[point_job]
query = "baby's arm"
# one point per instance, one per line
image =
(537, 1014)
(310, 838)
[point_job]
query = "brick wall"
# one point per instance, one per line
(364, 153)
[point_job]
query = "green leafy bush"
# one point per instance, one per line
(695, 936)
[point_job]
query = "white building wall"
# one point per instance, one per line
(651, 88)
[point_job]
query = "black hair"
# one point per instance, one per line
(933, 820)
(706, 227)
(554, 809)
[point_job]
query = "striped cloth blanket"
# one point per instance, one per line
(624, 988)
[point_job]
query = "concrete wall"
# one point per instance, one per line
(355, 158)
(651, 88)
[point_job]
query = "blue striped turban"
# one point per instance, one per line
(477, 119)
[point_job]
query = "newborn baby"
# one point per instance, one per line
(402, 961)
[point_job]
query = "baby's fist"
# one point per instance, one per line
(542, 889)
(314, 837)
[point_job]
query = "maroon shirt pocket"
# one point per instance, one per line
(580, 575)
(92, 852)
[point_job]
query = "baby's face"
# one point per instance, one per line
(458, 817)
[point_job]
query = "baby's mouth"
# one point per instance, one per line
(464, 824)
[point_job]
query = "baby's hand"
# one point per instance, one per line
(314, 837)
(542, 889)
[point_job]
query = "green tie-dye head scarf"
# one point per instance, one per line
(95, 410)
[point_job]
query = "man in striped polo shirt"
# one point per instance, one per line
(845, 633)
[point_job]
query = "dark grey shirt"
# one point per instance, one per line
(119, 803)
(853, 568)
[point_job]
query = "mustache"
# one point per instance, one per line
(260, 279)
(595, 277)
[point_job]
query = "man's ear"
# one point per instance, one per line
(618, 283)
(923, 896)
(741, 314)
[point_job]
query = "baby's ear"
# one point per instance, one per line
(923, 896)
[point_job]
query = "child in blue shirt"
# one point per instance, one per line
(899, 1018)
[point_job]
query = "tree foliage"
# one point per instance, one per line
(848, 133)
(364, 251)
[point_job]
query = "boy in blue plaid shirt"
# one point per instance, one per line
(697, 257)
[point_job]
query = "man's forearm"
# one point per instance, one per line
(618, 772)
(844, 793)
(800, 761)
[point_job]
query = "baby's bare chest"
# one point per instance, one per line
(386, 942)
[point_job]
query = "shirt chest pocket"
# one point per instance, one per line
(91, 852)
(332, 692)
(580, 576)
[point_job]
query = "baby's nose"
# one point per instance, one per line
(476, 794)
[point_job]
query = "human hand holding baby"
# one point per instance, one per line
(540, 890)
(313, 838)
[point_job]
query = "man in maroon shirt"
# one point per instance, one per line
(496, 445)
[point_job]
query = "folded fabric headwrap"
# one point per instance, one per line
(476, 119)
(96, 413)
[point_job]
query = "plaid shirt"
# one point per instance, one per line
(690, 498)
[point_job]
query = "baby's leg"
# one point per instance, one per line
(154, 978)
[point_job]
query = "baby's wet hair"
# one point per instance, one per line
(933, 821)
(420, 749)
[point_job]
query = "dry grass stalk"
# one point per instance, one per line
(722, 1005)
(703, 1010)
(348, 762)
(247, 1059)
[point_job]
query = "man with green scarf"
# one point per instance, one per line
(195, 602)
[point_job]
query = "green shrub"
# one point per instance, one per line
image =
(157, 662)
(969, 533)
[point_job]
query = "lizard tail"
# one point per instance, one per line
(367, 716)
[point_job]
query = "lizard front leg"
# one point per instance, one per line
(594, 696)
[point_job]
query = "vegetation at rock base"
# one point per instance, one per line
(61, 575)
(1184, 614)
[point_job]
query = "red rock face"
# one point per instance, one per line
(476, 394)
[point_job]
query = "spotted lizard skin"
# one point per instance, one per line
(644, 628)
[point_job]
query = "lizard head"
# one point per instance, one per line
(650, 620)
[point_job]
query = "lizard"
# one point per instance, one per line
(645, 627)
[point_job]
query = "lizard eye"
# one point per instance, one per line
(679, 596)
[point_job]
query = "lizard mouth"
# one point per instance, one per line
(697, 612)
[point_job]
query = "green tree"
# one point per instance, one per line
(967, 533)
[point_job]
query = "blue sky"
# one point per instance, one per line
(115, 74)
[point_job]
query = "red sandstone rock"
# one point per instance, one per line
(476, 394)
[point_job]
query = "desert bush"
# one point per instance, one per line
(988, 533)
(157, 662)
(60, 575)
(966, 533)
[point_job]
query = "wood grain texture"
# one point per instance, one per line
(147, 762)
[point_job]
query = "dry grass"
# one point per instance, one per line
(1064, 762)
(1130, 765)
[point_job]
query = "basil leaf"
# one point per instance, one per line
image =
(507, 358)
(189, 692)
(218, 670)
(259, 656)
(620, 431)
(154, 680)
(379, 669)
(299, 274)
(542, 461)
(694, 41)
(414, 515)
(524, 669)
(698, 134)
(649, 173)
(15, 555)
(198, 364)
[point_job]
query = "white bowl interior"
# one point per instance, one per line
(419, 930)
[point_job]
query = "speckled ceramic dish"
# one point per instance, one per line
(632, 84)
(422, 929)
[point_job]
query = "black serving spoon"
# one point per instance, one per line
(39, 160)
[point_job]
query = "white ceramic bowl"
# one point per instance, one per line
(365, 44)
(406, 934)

· · · · · · ·

PROBLEM TO SOLVE:
Your task is to repeat every entry above exactly.

RESPONSE:
[point_job]
query = "baby's arm"
# one point per instance, one per line
image =
(537, 1014)
(310, 838)
[point_job]
query = "brick wall"
# one point per instance, one per line
(364, 153)
[point_job]
query = "green leafy bush"
# one point per instance, one per line
(695, 936)
[point_job]
query = "white building wall"
# one point per instance, one per line
(651, 88)
[point_job]
query = "black hair"
# one point per instance, one per line
(933, 820)
(706, 227)
(554, 809)
[point_job]
query = "striped cloth blanket"
# one point per instance, one per line
(624, 988)
[point_job]
query = "concrete wall"
# one point per instance, one per line
(355, 158)
(651, 88)
[point_job]
query = "blue striped turban"
# one point per instance, one per line
(477, 119)
[point_job]
query = "newborn baby"
# one point per instance, one per line
(402, 961)
[point_job]
query = "baby's fist"
# one point per instance, one per line
(542, 889)
(314, 837)
[point_job]
query = "maroon shirt pocket"
# one point per instance, one per line
(580, 575)
(92, 852)
[point_job]
query = "baby's face"
# one point per instance, one per line
(458, 817)
[point_job]
query = "baby's mouth"
# one point per instance, one per line
(464, 824)
[point_job]
query = "baby's hand"
# one point per instance, one per line
(314, 837)
(542, 889)
[point_job]
query = "green tie-dye head scarf"
# one point per instance, one per line
(95, 410)
[point_job]
query = "man in striped polo shirt"
# one point per instance, one per line
(845, 633)
[point_job]
query = "dark grey shirt"
# one point per instance, one per line
(119, 803)
(853, 568)
[point_job]
query = "mustache"
# one point per instance, one per line
(260, 279)
(595, 277)
[point_job]
query = "man's ear"
# one point per instance, one per line
(618, 283)
(923, 896)
(741, 314)
[point_job]
query = "baby's ear"
# one point per instance, one per line
(923, 896)
[point_job]
query = "child in blue shirt"
# one point per instance, one per line
(899, 1018)
[point_job]
query = "tree foliage"
# one point per instance, one per line
(848, 133)
(364, 251)
[point_job]
query = "boy in blue plaid shirt"
# one point per instance, one per line
(697, 257)
[point_job]
query = "man's forearm"
# one point per instance, one per line
(618, 772)
(844, 793)
(800, 761)
[point_job]
query = "baby's bare chest"
# one point per instance, one per line
(386, 942)
[point_job]
query = "shirt chest pocket"
# one point per instance, one per line
(91, 852)
(332, 692)
(580, 576)
[point_job]
query = "baby's nose"
# one point per instance, one per line
(476, 794)
[point_job]
query = "human hand holding baby"
# one point per instance, one per line
(540, 890)
(313, 838)
[point_job]
query = "man in maroon shirt"
# one point per instance, one per line
(496, 445)
[point_job]
query = "folded fabric headwrap"
# one point per instance, one per line
(476, 119)
(96, 413)
[point_job]
query = "plaid shirt"
# one point per instance, one per line
(690, 498)
[point_job]
query = "baby's leg"
# one point per instance, one per line
(154, 978)
[point_job]
query = "baby's wet hair"
# one point per instance, one per line
(933, 821)
(420, 749)
[point_job]
query = "dry grass stalk"
# one point per instance, one per line
(722, 1005)
(703, 1010)
(348, 762)
(247, 1059)
[point_job]
query = "man with green scarf"
# one point per instance, one per line
(195, 602)
[point_job]
query = "green shrub"
# one point per instance, one per line
image =
(157, 662)
(969, 533)
[point_job]
query = "lizard tail"
# one point per instance, one per line
(367, 716)
[point_job]
query = "lizard front leg"
# one point per instance, one per line
(594, 696)
[point_job]
query = "vegetation at rock base"
# one point per instance, one per line
(61, 575)
(1184, 614)
[point_job]
query = "red rock face"
# one point per instance, one per line
(476, 394)
[point_job]
query = "spotted lizard skin"
# one point per instance, one per line
(644, 628)
[point_job]
query = "lizard head"
# one point per instance, one per line
(650, 620)
[point_job]
query = "lizard"
# one point per instance, one per line
(645, 627)
[point_job]
query = "lizard eye"
# one point per instance, one per line
(679, 596)
[point_job]
query = "lizard mouth"
# one point per instance, one per line
(697, 612)
[point_job]
query = "green tree"
# one point per instance, one per line
(967, 533)
[point_job]
query = "blue sky"
# one point per instance, one per line
(115, 74)
[point_job]
query = "red sandstone rock"
# one point per instance, one per line
(476, 394)
[point_job]
query = "desert bush"
# one point per instance, one per line
(988, 533)
(157, 662)
(60, 575)
(966, 533)
[point_job]
query = "wood grain texture"
# one point per instance, one per line
(147, 762)
[point_job]
query = "dry grass"
# one point per instance, one per line
(1064, 762)
(1130, 765)
[point_job]
query = "basil leaf"
# one point per instance, one per line
image =
(507, 358)
(189, 692)
(218, 670)
(259, 656)
(620, 431)
(154, 680)
(379, 669)
(299, 274)
(542, 461)
(694, 41)
(414, 515)
(524, 669)
(698, 134)
(649, 173)
(15, 555)
(198, 364)
[point_job]
query = "white bowl interior"
# one point per instance, one per line
(419, 930)
[point_job]
query = "speckled ceramic dish"
# one point per instance, one per line
(632, 84)
(422, 929)
[point_job]
query = "black serving spoon"
# one point per instance, one per line
(39, 160)
[point_job]
query = "white ceramic bowl"
# one point per instance, one per line
(365, 44)
(406, 934)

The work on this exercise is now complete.